▸ To be done
Return every line below as is, leaving out the pictures.

**** Records for the exercise ****

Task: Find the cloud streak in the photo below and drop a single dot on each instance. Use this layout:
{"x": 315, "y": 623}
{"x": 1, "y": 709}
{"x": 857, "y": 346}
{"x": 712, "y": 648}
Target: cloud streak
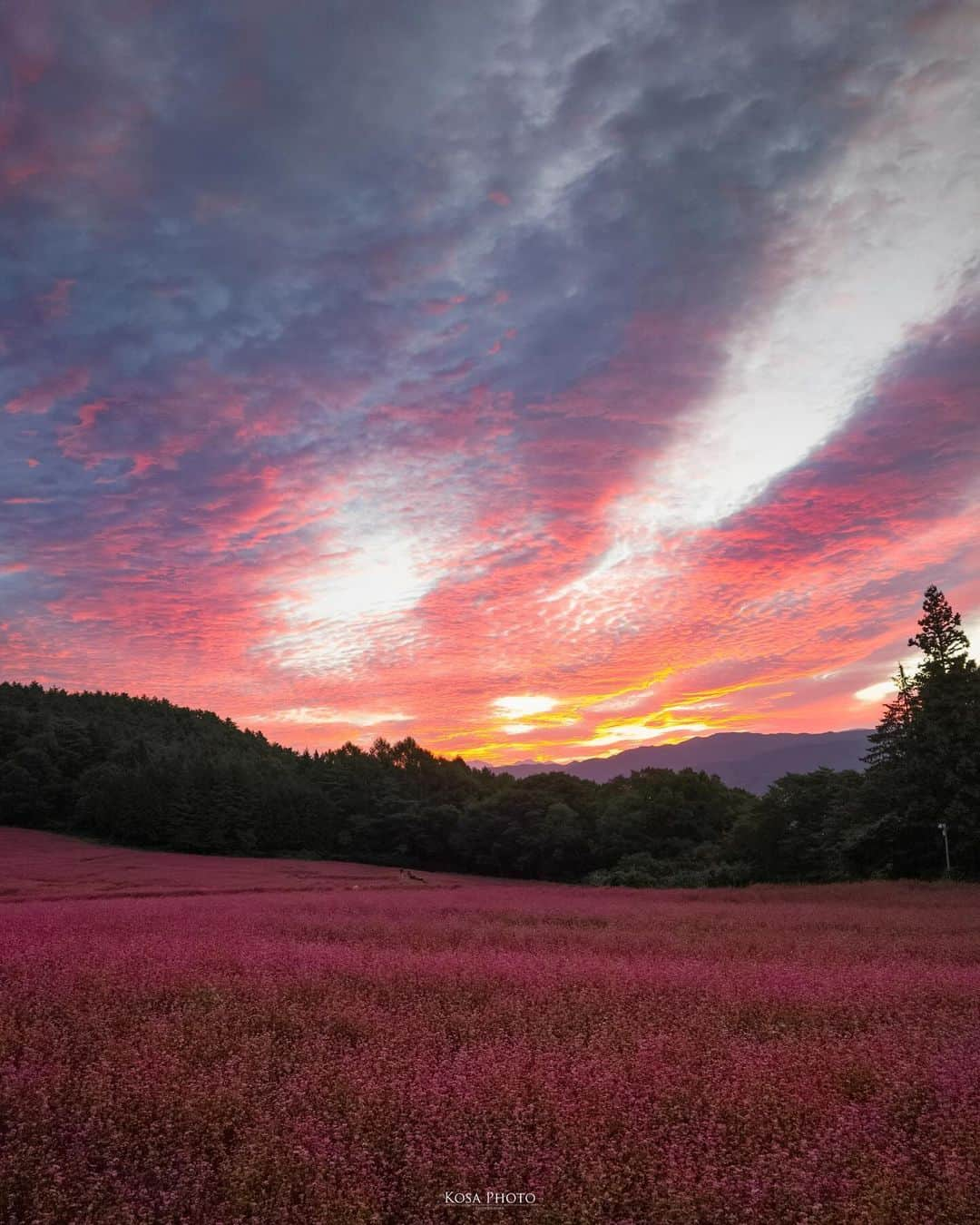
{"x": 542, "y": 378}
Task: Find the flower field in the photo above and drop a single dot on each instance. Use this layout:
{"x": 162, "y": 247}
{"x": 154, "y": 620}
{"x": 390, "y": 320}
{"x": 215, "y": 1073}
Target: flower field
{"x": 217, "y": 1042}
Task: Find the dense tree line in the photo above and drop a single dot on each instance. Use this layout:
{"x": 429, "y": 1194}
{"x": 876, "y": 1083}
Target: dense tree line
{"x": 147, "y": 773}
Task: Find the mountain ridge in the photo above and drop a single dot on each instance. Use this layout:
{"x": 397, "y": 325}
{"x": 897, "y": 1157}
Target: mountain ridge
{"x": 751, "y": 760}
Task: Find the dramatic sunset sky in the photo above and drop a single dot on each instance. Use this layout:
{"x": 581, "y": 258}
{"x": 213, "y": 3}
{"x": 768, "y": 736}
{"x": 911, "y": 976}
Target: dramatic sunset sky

****

▸ The output
Task: Find the cloud streak in the photo below and drop a single dot on each instance. Use this layout:
{"x": 315, "y": 623}
{"x": 1, "y": 709}
{"x": 857, "y": 346}
{"x": 712, "y": 648}
Target: cloud streak
{"x": 542, "y": 378}
Task: Find the flower field in the photo above and drop a single dot on each instance. Use this layout:
{"x": 162, "y": 247}
{"x": 154, "y": 620}
{"x": 390, "y": 320}
{"x": 215, "y": 1073}
Target: flower field
{"x": 217, "y": 1042}
Task: Find the dense tree line in the photo above and drop a single dot on each instance. Use this layout:
{"x": 429, "y": 1194}
{"x": 876, "y": 1083}
Target: dense tree line
{"x": 147, "y": 773}
Task: Find the mountain ridge in the photo above and drop a single dot on each instance. Use this layout:
{"x": 397, "y": 325}
{"x": 897, "y": 1157}
Target: mountain ridge
{"x": 751, "y": 760}
Task: Find the dramatic sunset sky in the photo above and drop a single dot on each instance. Use this layout:
{"x": 581, "y": 258}
{"x": 213, "y": 3}
{"x": 768, "y": 736}
{"x": 911, "y": 976}
Target: dramatic sunset sky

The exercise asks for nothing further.